Disparaging the Diaspora

Israeli leaders, however, were far more outspoken, even dismissive of the importance of American Jewish economic and political support in the putative new age of Arab-Israeli peace. Prime Minister Rabin, in his first year in office, criticized AIPAC’s political advocacy as unnecessary to the Israeli-American relationship. Shortly afterward, Finance Minister Avraham Shochat commented that Israel Bonds were overpriced and that Israel could do better borrowing on the open markets.

At a later point Justice Minister Yossi Beilin, addressing the International Conference of the Woman’s International Zionist Organization (WIZO), shocked the delegates by urging that they cease supporting Israel and instead channel their efforts to strengthening Jewish education in North America. Lastly, President Ezer Weizman, appearing before the AJC Board of Governors, declared that all he asked of American Jews was aliyah (emigration to Israel) and he had no need of their influence within the American polity.

The motives behind these statements were varied. Beilin envisaged Israel as a prosperous state able to satisfy its own needs without reliance on Jews or others abroad. He hoped to recast Israel’s image as a nation-state, advocating that visiting politicians from abroad no longer be brought to Yad Vashem because Holocaust memory, in his view, represented too vulnerable an image for Israel. He realized that American Jewry’s most pressing problem was assimilation, to which Jewish education seemed the primary antidote. More philosophically, he noted that since 1948 Jewish unity had mainly centered on perceptions of vulnerabilities rather than aspirations for a common Jewish future. In an era of great Oslo optimism, Beilin hoped to build a new Jewish unity on Jewish hopes and cultural treasures rather than the fears that had so dominated Jewish discourse since the Holocaust.1

Rabin’s case was much simpler but in many ways more devastating to American Jewish self-perceptions. Rabin claimed to have no need for Jewish lobbying or representations. Bilateral U.S.-Israeli contacts were adequate to secure the “special relationship.” Although Rabin subsequently explained that his disparagement was limited to AIPAC, most American Jews believed he was belittling pro-Israeli advocacy in general much as Beilin had dismissed American Jewish economic support.

_Written request A_
Swap "Bilateral" for "Direct" in the passage of "Disparaging the Diaspora" between "Rabin’s case was" and "Jewish economic support.", inclusive, and give that passage again.

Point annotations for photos
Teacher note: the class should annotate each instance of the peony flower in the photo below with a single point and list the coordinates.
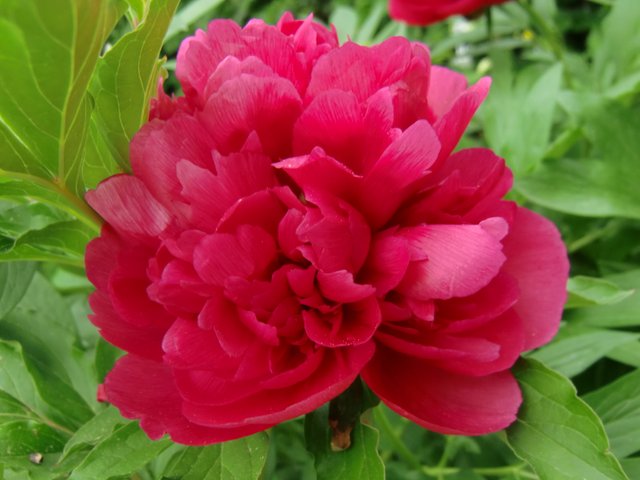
(426, 12)
(298, 219)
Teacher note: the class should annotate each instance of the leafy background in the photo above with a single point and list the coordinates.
(76, 77)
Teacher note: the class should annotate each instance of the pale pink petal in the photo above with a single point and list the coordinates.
(461, 259)
(402, 165)
(340, 287)
(445, 86)
(387, 262)
(127, 205)
(537, 258)
(452, 124)
(159, 146)
(443, 401)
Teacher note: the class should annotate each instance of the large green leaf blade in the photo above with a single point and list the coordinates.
(242, 459)
(604, 183)
(576, 348)
(618, 405)
(123, 452)
(49, 53)
(125, 80)
(15, 278)
(625, 313)
(17, 381)
(43, 324)
(556, 432)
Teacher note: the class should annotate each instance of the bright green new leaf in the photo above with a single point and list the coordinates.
(577, 348)
(589, 291)
(629, 354)
(15, 278)
(125, 80)
(602, 184)
(556, 432)
(242, 459)
(189, 14)
(618, 405)
(529, 100)
(17, 381)
(49, 50)
(44, 326)
(623, 314)
(123, 452)
(94, 431)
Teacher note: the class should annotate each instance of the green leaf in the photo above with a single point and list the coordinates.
(123, 452)
(35, 189)
(44, 326)
(345, 19)
(632, 467)
(618, 405)
(589, 291)
(616, 44)
(605, 184)
(49, 50)
(94, 431)
(63, 242)
(242, 459)
(15, 278)
(577, 348)
(17, 382)
(106, 356)
(23, 433)
(361, 460)
(530, 100)
(629, 354)
(623, 314)
(126, 79)
(556, 432)
(188, 15)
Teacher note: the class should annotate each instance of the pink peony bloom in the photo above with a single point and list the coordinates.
(426, 12)
(298, 219)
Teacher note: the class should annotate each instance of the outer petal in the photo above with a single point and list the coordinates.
(443, 401)
(452, 124)
(335, 373)
(126, 204)
(425, 12)
(145, 389)
(144, 341)
(537, 258)
(402, 165)
(460, 260)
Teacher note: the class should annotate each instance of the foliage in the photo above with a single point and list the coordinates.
(76, 77)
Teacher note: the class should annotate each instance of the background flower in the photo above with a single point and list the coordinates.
(425, 12)
(299, 219)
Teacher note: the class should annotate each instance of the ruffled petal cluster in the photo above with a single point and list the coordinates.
(426, 12)
(297, 219)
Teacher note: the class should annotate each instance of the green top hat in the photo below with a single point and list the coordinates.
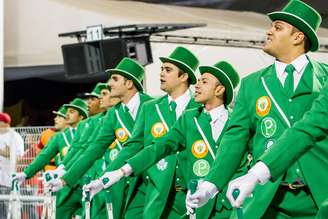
(61, 112)
(96, 91)
(79, 105)
(184, 60)
(303, 17)
(130, 69)
(226, 74)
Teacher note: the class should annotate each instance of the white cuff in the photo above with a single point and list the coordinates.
(261, 171)
(127, 170)
(210, 188)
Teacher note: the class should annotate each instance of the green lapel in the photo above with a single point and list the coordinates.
(164, 109)
(205, 127)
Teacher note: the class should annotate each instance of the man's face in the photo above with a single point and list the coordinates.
(118, 85)
(206, 87)
(73, 116)
(60, 122)
(106, 100)
(280, 38)
(170, 78)
(93, 105)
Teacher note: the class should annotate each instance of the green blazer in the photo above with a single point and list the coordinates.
(262, 112)
(194, 158)
(308, 138)
(58, 144)
(150, 126)
(110, 130)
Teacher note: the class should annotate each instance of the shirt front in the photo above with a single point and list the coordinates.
(219, 116)
(133, 105)
(299, 64)
(182, 102)
(15, 143)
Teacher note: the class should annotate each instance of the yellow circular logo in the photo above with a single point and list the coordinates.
(263, 106)
(112, 145)
(158, 130)
(121, 134)
(199, 149)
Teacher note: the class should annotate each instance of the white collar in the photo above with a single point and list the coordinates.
(133, 103)
(299, 63)
(181, 100)
(219, 112)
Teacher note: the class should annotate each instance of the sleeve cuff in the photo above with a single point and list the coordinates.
(261, 171)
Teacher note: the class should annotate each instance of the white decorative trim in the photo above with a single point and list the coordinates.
(275, 103)
(161, 117)
(121, 122)
(204, 138)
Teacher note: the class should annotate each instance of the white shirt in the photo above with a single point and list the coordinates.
(299, 64)
(219, 116)
(182, 102)
(133, 105)
(15, 142)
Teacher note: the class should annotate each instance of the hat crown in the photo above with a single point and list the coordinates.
(305, 12)
(229, 71)
(185, 56)
(132, 67)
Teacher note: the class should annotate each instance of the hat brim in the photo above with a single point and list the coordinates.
(182, 66)
(299, 23)
(223, 78)
(127, 75)
(80, 109)
(59, 114)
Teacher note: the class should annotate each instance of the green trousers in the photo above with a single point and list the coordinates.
(289, 203)
(69, 206)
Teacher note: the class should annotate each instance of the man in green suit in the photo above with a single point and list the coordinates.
(270, 101)
(156, 118)
(194, 137)
(125, 83)
(304, 136)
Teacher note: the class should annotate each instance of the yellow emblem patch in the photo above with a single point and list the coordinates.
(199, 149)
(263, 106)
(121, 134)
(112, 145)
(158, 130)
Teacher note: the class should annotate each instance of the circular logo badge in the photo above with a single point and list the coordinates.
(268, 144)
(112, 145)
(201, 168)
(162, 164)
(158, 130)
(113, 154)
(268, 127)
(263, 106)
(121, 134)
(199, 149)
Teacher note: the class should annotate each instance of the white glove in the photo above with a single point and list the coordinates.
(110, 178)
(55, 185)
(93, 188)
(205, 191)
(20, 177)
(259, 173)
(245, 184)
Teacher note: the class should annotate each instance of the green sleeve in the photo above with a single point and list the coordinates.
(172, 142)
(95, 151)
(45, 156)
(133, 145)
(302, 136)
(233, 145)
(75, 144)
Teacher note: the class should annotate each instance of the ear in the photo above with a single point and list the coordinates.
(219, 91)
(298, 38)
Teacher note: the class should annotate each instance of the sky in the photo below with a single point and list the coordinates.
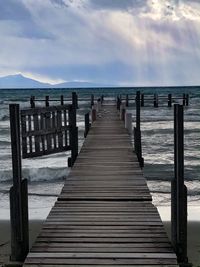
(116, 42)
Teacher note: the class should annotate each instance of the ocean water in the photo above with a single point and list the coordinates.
(47, 174)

_Written request B_
Quote the records word for word, from the line that contains "Teacher note: the class should annotate each instance of the sky" through the end of the records, with both ends included and the pictures left out.

_Complete answer A_
Rabin’s case was much simpler but in many ways more devastating to American Jewish self-perceptions. Rabin claimed to have no need for Jewish lobbying or representations. Direct U.S.-Israeli contacts were adequate to secure the “special relationship.” Although Rabin subsequently explained that his disparagement was limited to AIPAC, most American Jews believed he was belittling pro-Israeli advocacy in general much as Beilin had dismissed American Jewish economic support.

_Complete answer B_
Teacher note: the class should annotate each instance of the sky in the photo below with a single point and list the coordinates.
(116, 42)
Teacher note: the class should annotate each instance of the ocean water in the photo above with a single point and list the coordinates.
(47, 174)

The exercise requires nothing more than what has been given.